- Selected text
>>>>>
It was an eventful latter-half to FY22, with escalating inflation, a correction across equity markets and major central banks aggressively hiking rates (with even our own Reserve Bank of Australia [RBA] jumping on the bandwagon). It’s timely to take a breather as we see in FY23 and reset portfolios. With that in mind, here we provide an update on the Sample Retail Portfolio for the month.
July kicked off similarly to how June began, with another 50 basis points (bps) increase to interest rates from the RBA. Markets had been anticipating the move, and there was less of a ripple effect across government bond yields. The yield to worst on the Sample Retail Portfolio slightly increased to an attractive 5.91%.
With talk mostly around the outlook for recessions in the US and Australia, we’ve seen a rotation out of equities, evidenced by a drop across indices. While both the US Federal Reserve Chair Powell and RBA Governor Lowe believe a hard landing can be avoided, with households relying on pent-up savings accumulated over COVID-19, investors seem to be preparing portfolios regardless.
There has been a theme over the year, and we expect it to continue, for more defensive allocations in portfolios, with investors favouring investment grade or stronger high yield credit exposures. Overall, a central feature of a well-balanced fixed income portfolio is that it will continue to provide a regular, stable income no matter what.
<<<<<
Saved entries
>>>>>
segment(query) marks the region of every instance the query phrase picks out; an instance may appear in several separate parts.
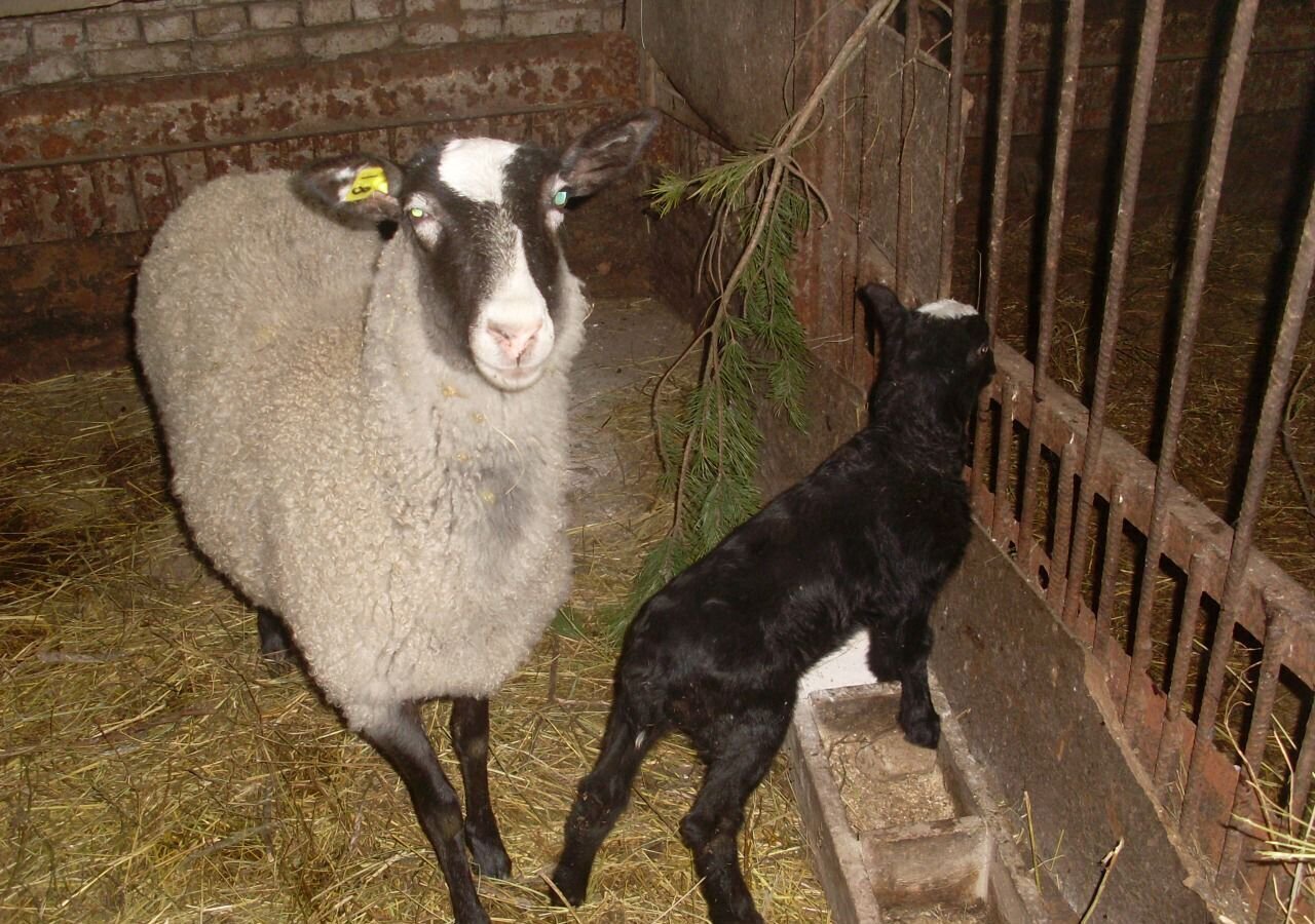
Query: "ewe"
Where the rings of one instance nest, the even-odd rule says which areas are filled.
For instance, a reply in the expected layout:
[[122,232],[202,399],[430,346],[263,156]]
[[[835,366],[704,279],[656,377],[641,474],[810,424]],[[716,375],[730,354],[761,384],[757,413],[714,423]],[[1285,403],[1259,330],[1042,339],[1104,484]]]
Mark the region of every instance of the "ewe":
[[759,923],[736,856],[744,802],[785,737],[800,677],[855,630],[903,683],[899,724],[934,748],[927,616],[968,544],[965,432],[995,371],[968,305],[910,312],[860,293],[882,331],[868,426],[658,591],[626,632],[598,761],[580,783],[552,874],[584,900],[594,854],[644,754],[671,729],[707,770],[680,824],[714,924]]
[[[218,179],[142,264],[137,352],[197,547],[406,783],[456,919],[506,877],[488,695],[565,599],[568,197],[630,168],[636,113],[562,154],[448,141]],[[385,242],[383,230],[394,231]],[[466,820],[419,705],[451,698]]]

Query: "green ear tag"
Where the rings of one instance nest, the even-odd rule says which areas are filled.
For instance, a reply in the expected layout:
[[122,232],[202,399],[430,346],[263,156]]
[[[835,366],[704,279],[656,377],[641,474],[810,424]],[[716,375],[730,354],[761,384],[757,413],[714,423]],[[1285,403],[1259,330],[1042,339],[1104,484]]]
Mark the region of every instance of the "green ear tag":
<<<<<
- Problems to work on
[A] Transcribe the stretch of the portfolio update from "July kicked off" through "preparing portfolios regardless.".
[B] Go on with the portfolio update, starting after its last sentence.

- Numbered answers
[A]
July kicked off similarly to how June began, with another 50 basis points (bps) increase to interest rates from the RBA. Markets had been anticipating the move, and there was less of a ripple effect across government bond yields. The yield to worst on the Sample Retail Portfolio slightly increased to an attractive 5.91%.
With talk mostly around the outlook for recessions in the US and Australia, we’ve seen a rotation out of equities, evidenced by a drop across indices. While both the US Federal Reserve Chair Powell and RBA Governor Lowe believe a hard landing can be avoided, with households relying on pent-up savings accumulated over COVID-19, investors seem to be preparing portfolios regardless.

[B]
For added diversity to portfolios, we have expanded the retail product offering to include the below investment grade and high yield bonds.
- IAG-IAG-BBSW+2.45%-15Dec26c- Tier 2 subordinated floating rate
- QBE-BBSW+2.75%-25Aug26c- Tier 2 subordinated floating rate
- Emeco-6.25%-10Jul26- Senior secured fixed coupon
- NAB-3.225%-18Nov26c 2026c -Tier 2 subordinated floating rate
- LibertyFin-BBSW+2.55%-25May26- Senior unsecured floating rate
- Australian Gas Networks-2.82%-28Apr31- Senior secured fixed
Retail Sample Portfolio
The Sample Retail Portfolio is a balanced portfolio, where we include a mix of investment grade and higher-yielding exposures while still maintaining a balance between risk and return, skewed towards preserving capital rather than chasing yield.
It aims to have around 10 positions, with the higher yielding bonds in smaller parcel sizes to reflect their assumed higher risk.
The current portfolio has 13 bonds, yields 5.91% indicatively to worst* and is an approximate $200k spend.
With a number of new bonds being made available to retail investors, we included the Liberty Financial 2026 floating rate note (FRN) and the Emeco 2026 fixed coupon bonds in the portfolio. Both offer attractive returns and a shorter tenor, however each pose a different proposition for the portfolio.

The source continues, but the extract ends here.